#### THE RECORDS
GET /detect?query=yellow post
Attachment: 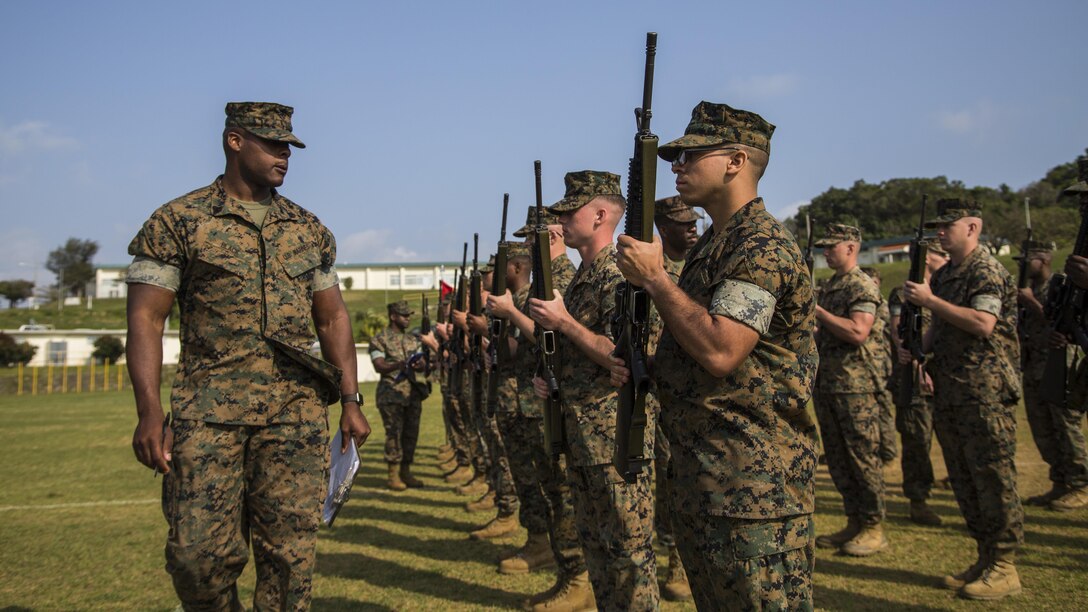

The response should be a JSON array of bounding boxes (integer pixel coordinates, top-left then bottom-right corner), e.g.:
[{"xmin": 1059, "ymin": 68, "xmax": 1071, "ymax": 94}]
[
  {"xmin": 17, "ymin": 362, "xmax": 23, "ymax": 395},
  {"xmin": 62, "ymin": 364, "xmax": 68, "ymax": 393},
  {"xmin": 47, "ymin": 364, "xmax": 54, "ymax": 394},
  {"xmin": 90, "ymin": 360, "xmax": 96, "ymax": 392},
  {"xmin": 76, "ymin": 366, "xmax": 83, "ymax": 393},
  {"xmin": 104, "ymin": 358, "xmax": 110, "ymax": 392},
  {"xmin": 117, "ymin": 362, "xmax": 123, "ymax": 390},
  {"xmin": 32, "ymin": 366, "xmax": 38, "ymax": 396}
]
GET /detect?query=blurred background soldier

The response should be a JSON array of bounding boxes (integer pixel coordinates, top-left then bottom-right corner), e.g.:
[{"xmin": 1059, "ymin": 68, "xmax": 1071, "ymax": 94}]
[
  {"xmin": 371, "ymin": 300, "xmax": 428, "ymax": 491},
  {"xmin": 862, "ymin": 265, "xmax": 899, "ymax": 466}
]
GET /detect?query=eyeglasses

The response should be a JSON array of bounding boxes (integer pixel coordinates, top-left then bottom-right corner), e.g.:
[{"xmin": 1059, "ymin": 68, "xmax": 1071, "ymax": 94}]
[{"xmin": 672, "ymin": 146, "xmax": 740, "ymax": 167}]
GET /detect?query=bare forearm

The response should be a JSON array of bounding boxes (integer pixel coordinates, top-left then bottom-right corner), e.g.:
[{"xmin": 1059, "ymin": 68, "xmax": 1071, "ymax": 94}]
[
  {"xmin": 928, "ymin": 297, "xmax": 996, "ymax": 337},
  {"xmin": 508, "ymin": 308, "xmax": 537, "ymax": 344},
  {"xmin": 127, "ymin": 316, "xmax": 166, "ymax": 416},
  {"xmin": 558, "ymin": 319, "xmax": 616, "ymax": 370},
  {"xmin": 816, "ymin": 310, "xmax": 871, "ymax": 346},
  {"xmin": 643, "ymin": 274, "xmax": 739, "ymax": 374},
  {"xmin": 316, "ymin": 315, "xmax": 359, "ymax": 395}
]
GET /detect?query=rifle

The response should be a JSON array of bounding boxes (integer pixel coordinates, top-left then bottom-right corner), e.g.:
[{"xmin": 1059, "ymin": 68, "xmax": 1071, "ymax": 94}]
[
  {"xmin": 611, "ymin": 31, "xmax": 657, "ymax": 482},
  {"xmin": 1016, "ymin": 198, "xmax": 1033, "ymax": 339},
  {"xmin": 486, "ymin": 194, "xmax": 511, "ymax": 417},
  {"xmin": 1042, "ymin": 159, "xmax": 1088, "ymax": 408},
  {"xmin": 469, "ymin": 234, "xmax": 484, "ymax": 420},
  {"xmin": 532, "ymin": 160, "xmax": 564, "ymax": 460},
  {"xmin": 421, "ymin": 292, "xmax": 433, "ymax": 377},
  {"xmin": 804, "ymin": 213, "xmax": 815, "ymax": 278},
  {"xmin": 895, "ymin": 195, "xmax": 928, "ymax": 408},
  {"xmin": 449, "ymin": 243, "xmax": 468, "ymax": 397},
  {"xmin": 436, "ymin": 290, "xmax": 448, "ymax": 385}
]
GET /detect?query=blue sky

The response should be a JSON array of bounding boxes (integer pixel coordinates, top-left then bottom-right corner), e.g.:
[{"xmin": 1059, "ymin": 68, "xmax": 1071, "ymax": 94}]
[{"xmin": 1, "ymin": 0, "xmax": 1086, "ymax": 282}]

#### YOUR ASSIGNMENT
Up to and including the last line of the material, reproduce every line exactly, beginning with the one that contains "GET /detect?query=rifle" and adding nothing else.

#### THE ANSWER
GET /detect?query=rifle

The response should be a JSON array of bounding boxes (integer pixel coordinates, top-left then bottom-right corner), e.g.:
[{"xmin": 1059, "ymin": 68, "xmax": 1071, "ymax": 94}]
[
  {"xmin": 611, "ymin": 31, "xmax": 657, "ymax": 482},
  {"xmin": 1016, "ymin": 198, "xmax": 1033, "ymax": 339},
  {"xmin": 486, "ymin": 194, "xmax": 511, "ymax": 417},
  {"xmin": 1042, "ymin": 159, "xmax": 1088, "ymax": 408},
  {"xmin": 469, "ymin": 234, "xmax": 484, "ymax": 420},
  {"xmin": 532, "ymin": 160, "xmax": 564, "ymax": 460},
  {"xmin": 421, "ymin": 292, "xmax": 433, "ymax": 377},
  {"xmin": 804, "ymin": 213, "xmax": 815, "ymax": 278},
  {"xmin": 895, "ymin": 195, "xmax": 928, "ymax": 408},
  {"xmin": 449, "ymin": 243, "xmax": 468, "ymax": 397},
  {"xmin": 436, "ymin": 290, "xmax": 448, "ymax": 385}
]
GET /detect?query=blue sky

The response should be a JSON array of bounding boxes (integer pixel coordinates, top-left then bottom-right corner), e.g.:
[{"xmin": 1059, "ymin": 68, "xmax": 1071, "ymax": 94}]
[{"xmin": 1, "ymin": 0, "xmax": 1086, "ymax": 282}]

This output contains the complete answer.